* [Given request]:
Please copy out the entries below word for word, from the line containing "From the image above, identify where the white baseboard" through the line containing "[291,21,313,46]", and nothing else.

** Start Records to process **

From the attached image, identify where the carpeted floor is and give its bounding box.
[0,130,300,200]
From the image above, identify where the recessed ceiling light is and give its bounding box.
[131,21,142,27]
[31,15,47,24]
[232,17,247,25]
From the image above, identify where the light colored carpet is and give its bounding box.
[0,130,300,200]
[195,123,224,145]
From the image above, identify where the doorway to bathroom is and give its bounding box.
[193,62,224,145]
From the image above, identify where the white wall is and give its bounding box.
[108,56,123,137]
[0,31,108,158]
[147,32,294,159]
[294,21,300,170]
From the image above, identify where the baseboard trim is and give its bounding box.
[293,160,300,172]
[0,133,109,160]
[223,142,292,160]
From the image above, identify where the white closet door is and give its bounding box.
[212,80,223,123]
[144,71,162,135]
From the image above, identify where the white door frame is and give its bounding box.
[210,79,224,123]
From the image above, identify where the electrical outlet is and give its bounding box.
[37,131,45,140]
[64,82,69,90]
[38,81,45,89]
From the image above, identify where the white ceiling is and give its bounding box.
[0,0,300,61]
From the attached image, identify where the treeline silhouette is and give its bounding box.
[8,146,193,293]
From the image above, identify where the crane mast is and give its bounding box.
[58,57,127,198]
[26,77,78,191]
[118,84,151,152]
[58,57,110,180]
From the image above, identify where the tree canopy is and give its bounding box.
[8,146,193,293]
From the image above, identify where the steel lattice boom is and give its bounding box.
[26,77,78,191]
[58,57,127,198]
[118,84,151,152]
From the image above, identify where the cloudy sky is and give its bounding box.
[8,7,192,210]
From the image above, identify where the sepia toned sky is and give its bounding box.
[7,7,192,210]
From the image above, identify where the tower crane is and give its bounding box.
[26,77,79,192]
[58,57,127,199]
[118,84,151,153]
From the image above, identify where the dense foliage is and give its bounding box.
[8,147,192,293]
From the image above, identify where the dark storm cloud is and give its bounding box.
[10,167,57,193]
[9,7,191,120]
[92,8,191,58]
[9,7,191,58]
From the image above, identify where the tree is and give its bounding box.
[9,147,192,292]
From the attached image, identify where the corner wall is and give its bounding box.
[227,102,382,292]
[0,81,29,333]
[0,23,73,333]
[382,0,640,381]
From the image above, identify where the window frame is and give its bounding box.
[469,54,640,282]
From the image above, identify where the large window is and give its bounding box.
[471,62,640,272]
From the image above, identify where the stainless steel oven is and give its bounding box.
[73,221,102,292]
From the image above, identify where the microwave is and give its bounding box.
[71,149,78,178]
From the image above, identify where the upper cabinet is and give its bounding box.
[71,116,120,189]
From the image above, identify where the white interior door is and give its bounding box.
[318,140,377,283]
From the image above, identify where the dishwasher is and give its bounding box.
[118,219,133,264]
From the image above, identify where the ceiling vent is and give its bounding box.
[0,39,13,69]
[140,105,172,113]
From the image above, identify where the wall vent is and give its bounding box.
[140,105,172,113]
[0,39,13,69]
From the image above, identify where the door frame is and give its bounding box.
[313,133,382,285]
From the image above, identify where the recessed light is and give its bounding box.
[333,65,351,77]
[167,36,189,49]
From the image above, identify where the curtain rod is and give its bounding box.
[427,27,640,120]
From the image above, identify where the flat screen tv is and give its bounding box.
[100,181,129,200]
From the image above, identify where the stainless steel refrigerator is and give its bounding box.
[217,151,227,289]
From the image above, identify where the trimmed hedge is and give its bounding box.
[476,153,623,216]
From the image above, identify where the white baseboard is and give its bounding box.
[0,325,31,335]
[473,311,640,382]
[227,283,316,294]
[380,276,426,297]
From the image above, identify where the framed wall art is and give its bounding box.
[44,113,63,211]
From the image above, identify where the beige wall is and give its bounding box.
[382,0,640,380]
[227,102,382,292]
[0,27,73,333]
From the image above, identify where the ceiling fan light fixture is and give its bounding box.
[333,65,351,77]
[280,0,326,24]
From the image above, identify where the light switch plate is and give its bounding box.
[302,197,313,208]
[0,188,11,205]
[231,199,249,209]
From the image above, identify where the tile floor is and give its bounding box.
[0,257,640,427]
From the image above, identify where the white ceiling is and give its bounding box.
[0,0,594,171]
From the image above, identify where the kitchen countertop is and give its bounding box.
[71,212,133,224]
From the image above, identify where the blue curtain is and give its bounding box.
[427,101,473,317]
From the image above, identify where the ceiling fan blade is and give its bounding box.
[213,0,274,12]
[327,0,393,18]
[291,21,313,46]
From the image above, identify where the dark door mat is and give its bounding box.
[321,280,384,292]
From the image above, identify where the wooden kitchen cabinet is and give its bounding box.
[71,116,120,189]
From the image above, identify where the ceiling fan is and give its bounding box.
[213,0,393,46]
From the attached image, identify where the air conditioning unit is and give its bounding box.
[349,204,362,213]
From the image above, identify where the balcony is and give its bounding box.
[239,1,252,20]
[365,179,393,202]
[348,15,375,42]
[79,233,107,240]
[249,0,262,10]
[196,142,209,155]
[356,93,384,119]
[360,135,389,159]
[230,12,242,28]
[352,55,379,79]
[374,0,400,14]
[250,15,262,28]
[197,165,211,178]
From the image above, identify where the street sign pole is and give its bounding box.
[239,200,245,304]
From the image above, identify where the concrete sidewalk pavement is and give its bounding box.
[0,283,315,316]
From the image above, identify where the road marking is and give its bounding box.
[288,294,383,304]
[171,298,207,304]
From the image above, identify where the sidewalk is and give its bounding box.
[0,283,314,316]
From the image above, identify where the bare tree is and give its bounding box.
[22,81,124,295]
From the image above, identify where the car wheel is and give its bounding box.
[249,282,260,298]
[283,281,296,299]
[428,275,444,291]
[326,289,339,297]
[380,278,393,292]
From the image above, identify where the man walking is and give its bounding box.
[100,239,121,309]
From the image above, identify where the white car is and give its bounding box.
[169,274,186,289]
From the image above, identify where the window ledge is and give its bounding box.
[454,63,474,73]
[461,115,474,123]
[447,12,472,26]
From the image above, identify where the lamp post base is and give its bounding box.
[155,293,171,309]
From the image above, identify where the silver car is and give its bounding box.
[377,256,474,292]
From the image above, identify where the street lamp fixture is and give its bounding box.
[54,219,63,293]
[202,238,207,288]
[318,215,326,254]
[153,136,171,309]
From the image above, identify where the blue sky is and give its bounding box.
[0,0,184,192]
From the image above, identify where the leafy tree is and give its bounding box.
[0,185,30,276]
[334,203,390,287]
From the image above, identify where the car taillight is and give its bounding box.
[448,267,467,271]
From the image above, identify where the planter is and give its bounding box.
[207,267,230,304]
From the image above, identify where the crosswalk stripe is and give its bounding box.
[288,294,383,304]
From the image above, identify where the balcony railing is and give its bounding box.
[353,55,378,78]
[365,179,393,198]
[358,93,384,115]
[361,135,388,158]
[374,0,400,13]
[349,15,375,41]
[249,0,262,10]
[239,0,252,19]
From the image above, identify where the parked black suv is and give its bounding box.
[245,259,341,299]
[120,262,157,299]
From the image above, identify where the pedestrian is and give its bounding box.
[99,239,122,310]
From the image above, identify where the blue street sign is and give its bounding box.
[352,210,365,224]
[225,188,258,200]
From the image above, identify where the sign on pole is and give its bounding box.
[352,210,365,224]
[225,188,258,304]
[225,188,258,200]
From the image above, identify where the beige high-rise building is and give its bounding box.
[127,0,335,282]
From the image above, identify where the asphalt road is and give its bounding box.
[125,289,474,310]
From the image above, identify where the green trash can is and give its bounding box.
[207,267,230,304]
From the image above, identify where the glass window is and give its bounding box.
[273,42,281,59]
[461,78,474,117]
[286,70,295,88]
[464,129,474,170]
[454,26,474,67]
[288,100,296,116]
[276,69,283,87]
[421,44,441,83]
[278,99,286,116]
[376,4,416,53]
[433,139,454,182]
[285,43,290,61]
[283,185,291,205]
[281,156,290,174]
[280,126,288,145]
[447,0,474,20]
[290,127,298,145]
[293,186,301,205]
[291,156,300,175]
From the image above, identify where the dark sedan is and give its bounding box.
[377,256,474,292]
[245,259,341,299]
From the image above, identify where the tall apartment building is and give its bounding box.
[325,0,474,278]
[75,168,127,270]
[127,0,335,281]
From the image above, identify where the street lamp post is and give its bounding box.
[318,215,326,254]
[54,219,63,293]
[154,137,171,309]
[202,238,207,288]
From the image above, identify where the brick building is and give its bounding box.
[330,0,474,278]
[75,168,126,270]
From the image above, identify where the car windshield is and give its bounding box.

** End Records to process **

* [Completed exercise]:
From the image above, identify where the white baseboard is and give its bounding box.
[0,325,31,335]
[473,311,640,382]
[227,283,316,294]
[380,276,426,297]
From the image above, identify where the framed wall art is and give its bounding box.
[44,113,63,211]
From the image above, identify where the beige wall is and give its bounding box.
[382,0,640,380]
[227,102,382,292]
[0,27,73,333]
From the image above, identify where the ceiling fan light fixture is and give its bounding box.
[333,65,351,77]
[280,0,326,24]
From the image above, identify where the light switch plate is and give its bounding box.
[302,197,313,208]
[0,188,11,205]
[231,199,249,209]
From the image above, identify where the tile floor is and give its bounding box.
[0,257,640,427]
From the image above, identify where the white ceiling is and give its bounding box.
[0,0,594,171]
From the image above, identify where the kitchen countertop is and give its bounding box.
[71,212,133,224]
From the image above, identify where the blue curtain is and give its bounding box.
[427,101,473,317]
From the image above, identify where the ceiling fan blade is and give its bounding box.
[213,0,274,12]
[327,0,393,18]
[291,21,313,46]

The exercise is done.